Excerto do documento ->

"""

2.1. A matéria de facto considerada como provada na decisão recorrida foi a seguinte:
2.1.1. O arguido foi casado com B....
2.1.2. Por sentença de 9 de Janeiro de 2002, proferida nos autos de divórcio litigioso n.º 154/2001, do 1.º Juízo deste tribunal, foi decretado o divórcio entre ambos, em virtude dos conflitos e maus-tratos constantes de que aquela era vítima.
2.1.3. Daquele casamento, nasceu um filho – C... –, tendo o exercício do respectivo poder paternal sido objecto de acção judicial, vindo a ser confiado à citada B....
2.1.4. Porém, mesmo após ter sido decretado o dito divórcio e regulado o exercício do poder paternal em relação ao dito menor, o arguido continuou a manter um relacionamento conflituoso com aquela B..., tendo como cerne do conflito o exercício do poder paternal relativamente ao C....
2.1.5. No dia 3 de Maio de 2002, por volta das 18 horas, a referida B... encontrava-se a fazer compras no supermercado Intermarché, nesta cidade de Seia.
2.1.6. Encontrava-se acompanhada com o seu filho, o mencionado C....
2.1.7. O arguido ia telefonando para o seu telemóvel, onde deixava mensagens do seguinte teor: «que estava farto de tribunais, que a havia de encontrar e matar».
2.1.8. A referida B... dirigiu-se então para o veículo automóvel de matrícula 29-21-TI, no qual se fizera transportar, que estava estacionado no parque daquele supermercado, colocou-se ao volante, ligou a ignição e arrancou.
2.1.9. Nesse momento, o arguido, conduzindo um veículo automóvel da marca Ford, modelo Focus, interceptou a sua trajectória colocando a frente do carro por si conduzido a cerca de 1,5 metros da frente do carro conduzido por aquela B....
2.1.10. Imediatamente atrás do TI, no momento assente em 9), existia um fosso, imediatamente, à sua direita, um armazém de botijas de gás, e, à esquerda, um espaço livre com cerca de 2 metros de largura.
2.1.11. O arguido, logo após, saiu da viatura por si conduzida, desferiu um murro na viatura conduzida por aquela B... e, aproximando-se desta B..., mostrou-lhe uma notificação do tribunal e disse-lhe: «tu vais pagar por isto».
2.1.12. O arguido sabia que, ao utilizar o veículo por si conduzido, da forma assente em 9) – na decisão recorrida, por lapso manifesto, que se corrige, exarou-se “8” –, perturbava a capacidade de decisão da condutora do TI, provocando-lhe receio e inquietação.

"""

Instrução escrita -> No excerto do documento, de que marca e modelo era o carro que o arguido conduzia quando cortou o caminho a B...?

Linhas de dados ->
"""

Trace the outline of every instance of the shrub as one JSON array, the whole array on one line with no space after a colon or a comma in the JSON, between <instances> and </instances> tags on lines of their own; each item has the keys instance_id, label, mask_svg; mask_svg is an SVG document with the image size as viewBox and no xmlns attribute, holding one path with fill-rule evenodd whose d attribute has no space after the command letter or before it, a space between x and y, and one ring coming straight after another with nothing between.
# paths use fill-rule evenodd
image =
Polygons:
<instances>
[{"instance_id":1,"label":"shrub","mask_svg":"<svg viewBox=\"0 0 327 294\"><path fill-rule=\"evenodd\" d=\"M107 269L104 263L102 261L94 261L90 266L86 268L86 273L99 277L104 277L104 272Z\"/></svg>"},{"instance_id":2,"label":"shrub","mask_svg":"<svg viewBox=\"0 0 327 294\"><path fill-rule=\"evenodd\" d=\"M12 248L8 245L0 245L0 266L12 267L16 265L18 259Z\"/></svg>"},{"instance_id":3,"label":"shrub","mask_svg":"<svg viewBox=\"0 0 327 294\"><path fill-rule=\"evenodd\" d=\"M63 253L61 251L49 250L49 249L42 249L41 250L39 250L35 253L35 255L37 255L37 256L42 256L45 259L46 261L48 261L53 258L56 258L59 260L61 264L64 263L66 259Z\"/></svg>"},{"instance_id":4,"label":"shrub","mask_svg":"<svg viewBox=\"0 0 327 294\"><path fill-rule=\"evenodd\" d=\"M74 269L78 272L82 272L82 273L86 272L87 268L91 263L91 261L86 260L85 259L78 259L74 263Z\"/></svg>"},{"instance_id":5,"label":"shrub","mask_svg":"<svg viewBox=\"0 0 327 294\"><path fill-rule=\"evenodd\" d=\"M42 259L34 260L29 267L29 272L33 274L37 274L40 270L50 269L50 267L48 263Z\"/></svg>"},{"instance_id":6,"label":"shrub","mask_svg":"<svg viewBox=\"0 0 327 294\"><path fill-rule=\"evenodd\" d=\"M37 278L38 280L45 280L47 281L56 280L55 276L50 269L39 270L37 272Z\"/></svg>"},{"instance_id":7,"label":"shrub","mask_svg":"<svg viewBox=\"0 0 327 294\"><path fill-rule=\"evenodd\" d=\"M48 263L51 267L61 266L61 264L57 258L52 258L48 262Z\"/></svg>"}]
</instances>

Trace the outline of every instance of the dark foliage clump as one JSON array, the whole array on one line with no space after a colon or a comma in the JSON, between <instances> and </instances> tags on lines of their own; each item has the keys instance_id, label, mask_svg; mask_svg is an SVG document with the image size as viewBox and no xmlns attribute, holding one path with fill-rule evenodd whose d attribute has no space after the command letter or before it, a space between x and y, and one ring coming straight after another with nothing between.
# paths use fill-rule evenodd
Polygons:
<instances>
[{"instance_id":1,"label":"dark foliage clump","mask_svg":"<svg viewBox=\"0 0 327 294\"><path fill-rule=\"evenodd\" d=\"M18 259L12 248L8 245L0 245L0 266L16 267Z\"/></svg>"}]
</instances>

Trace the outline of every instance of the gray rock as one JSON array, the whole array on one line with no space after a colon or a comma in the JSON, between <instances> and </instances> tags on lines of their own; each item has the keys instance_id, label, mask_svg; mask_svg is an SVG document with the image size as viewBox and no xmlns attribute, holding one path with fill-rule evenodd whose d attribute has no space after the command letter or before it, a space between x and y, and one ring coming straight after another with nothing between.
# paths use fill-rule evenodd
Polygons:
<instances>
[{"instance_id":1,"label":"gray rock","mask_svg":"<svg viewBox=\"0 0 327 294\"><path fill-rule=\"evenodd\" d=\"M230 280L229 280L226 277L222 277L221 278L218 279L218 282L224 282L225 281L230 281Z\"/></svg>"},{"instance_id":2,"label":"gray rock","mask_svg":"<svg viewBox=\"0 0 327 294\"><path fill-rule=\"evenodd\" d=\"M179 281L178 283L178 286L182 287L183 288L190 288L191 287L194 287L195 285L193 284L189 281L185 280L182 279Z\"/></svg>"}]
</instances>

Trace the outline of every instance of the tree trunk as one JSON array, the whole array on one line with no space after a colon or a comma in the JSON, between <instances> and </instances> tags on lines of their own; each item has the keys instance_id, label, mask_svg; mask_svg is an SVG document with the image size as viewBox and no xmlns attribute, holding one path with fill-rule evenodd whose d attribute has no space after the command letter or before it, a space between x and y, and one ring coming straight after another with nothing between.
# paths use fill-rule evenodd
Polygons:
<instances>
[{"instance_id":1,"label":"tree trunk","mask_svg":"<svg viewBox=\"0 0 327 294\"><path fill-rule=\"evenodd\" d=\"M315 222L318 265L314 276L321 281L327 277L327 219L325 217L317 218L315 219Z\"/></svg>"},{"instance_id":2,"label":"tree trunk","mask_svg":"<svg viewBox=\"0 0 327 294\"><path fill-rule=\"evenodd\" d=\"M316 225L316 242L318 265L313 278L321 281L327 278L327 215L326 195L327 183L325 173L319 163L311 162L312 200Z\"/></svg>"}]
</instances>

"""

Resultado final -> Era um Ford Focus.